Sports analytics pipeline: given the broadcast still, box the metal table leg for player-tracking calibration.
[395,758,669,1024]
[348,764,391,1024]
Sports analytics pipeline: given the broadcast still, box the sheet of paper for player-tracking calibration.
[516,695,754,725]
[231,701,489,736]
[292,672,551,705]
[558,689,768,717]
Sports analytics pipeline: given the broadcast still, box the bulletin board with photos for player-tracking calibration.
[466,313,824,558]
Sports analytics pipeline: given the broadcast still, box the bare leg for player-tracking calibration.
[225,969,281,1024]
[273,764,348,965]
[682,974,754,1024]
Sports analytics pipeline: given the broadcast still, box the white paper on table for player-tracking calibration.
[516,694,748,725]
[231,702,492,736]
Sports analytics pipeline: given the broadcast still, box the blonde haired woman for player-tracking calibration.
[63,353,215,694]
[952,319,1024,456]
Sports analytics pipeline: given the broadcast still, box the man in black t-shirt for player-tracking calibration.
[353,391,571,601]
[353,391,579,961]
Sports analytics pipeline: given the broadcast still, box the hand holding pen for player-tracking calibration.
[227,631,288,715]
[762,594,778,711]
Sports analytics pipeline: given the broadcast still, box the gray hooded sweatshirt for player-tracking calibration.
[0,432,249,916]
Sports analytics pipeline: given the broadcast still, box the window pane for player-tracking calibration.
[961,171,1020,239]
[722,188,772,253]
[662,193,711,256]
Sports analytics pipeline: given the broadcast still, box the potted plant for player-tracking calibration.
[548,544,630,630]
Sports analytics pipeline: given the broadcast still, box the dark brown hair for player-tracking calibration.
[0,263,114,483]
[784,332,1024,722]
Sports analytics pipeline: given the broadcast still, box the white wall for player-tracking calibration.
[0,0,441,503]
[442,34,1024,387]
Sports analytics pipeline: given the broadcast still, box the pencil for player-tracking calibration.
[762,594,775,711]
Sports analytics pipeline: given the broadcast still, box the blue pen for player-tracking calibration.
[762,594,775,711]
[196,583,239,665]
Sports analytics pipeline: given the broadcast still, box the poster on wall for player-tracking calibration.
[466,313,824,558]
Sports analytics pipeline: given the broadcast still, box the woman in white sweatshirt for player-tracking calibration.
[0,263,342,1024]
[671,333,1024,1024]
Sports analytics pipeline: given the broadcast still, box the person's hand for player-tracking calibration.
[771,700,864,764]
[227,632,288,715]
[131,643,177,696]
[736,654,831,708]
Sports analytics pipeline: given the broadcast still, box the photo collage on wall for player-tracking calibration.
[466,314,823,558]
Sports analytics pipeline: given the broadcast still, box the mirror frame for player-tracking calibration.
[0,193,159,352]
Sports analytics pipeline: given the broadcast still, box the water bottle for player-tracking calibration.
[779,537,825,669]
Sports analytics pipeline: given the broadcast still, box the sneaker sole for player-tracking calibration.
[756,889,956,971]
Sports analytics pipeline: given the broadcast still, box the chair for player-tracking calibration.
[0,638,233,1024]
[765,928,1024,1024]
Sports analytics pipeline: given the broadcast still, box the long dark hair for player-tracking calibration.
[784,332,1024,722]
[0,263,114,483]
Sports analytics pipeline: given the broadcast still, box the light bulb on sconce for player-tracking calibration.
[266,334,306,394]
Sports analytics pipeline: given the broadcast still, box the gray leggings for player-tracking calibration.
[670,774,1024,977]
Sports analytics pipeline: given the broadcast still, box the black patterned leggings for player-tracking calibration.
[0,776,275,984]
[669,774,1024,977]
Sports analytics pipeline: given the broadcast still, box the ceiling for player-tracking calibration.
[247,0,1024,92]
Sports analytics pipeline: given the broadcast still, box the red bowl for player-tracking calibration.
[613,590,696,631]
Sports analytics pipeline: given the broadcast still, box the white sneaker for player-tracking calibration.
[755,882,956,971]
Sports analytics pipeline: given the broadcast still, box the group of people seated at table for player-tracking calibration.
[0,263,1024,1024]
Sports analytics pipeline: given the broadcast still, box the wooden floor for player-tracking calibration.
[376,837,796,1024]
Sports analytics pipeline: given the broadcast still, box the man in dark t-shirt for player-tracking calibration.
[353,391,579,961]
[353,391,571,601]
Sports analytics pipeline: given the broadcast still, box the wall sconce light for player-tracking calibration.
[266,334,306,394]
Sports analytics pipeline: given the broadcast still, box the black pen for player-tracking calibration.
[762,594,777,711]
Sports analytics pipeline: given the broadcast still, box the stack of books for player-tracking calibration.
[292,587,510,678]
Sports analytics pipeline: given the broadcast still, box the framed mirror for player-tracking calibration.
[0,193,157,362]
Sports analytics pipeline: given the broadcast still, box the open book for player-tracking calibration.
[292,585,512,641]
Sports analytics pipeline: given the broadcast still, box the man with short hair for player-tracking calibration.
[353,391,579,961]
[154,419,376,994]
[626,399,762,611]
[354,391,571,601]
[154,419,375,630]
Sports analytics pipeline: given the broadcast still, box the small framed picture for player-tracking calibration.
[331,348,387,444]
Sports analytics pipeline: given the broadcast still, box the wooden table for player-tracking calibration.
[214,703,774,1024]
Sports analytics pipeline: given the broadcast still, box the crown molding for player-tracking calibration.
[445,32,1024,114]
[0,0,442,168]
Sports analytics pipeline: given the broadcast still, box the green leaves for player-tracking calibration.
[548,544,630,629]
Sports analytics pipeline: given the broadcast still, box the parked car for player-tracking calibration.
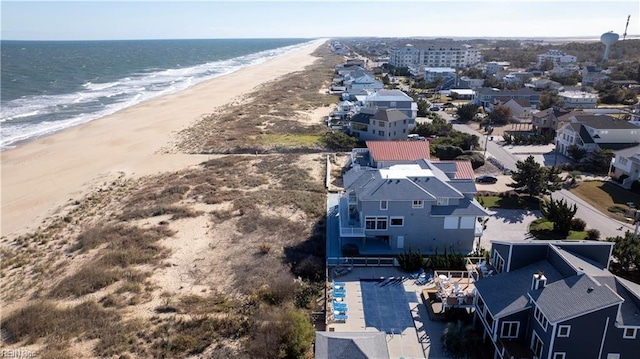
[476,175,498,183]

» **EXERCISE AIM**: Render everything from the start of the lines down to the line containing "[348,764,391,1024]" as a JSON list of strings, one per line, leaving out blank lines.

» **REPLY**:
[
  "Sports analytics pipeline: given the broadcast still, box the metal table leg for player-tracking calibration.",
  "[395,758,669,1024]",
  "[348,764,391,1024]"
]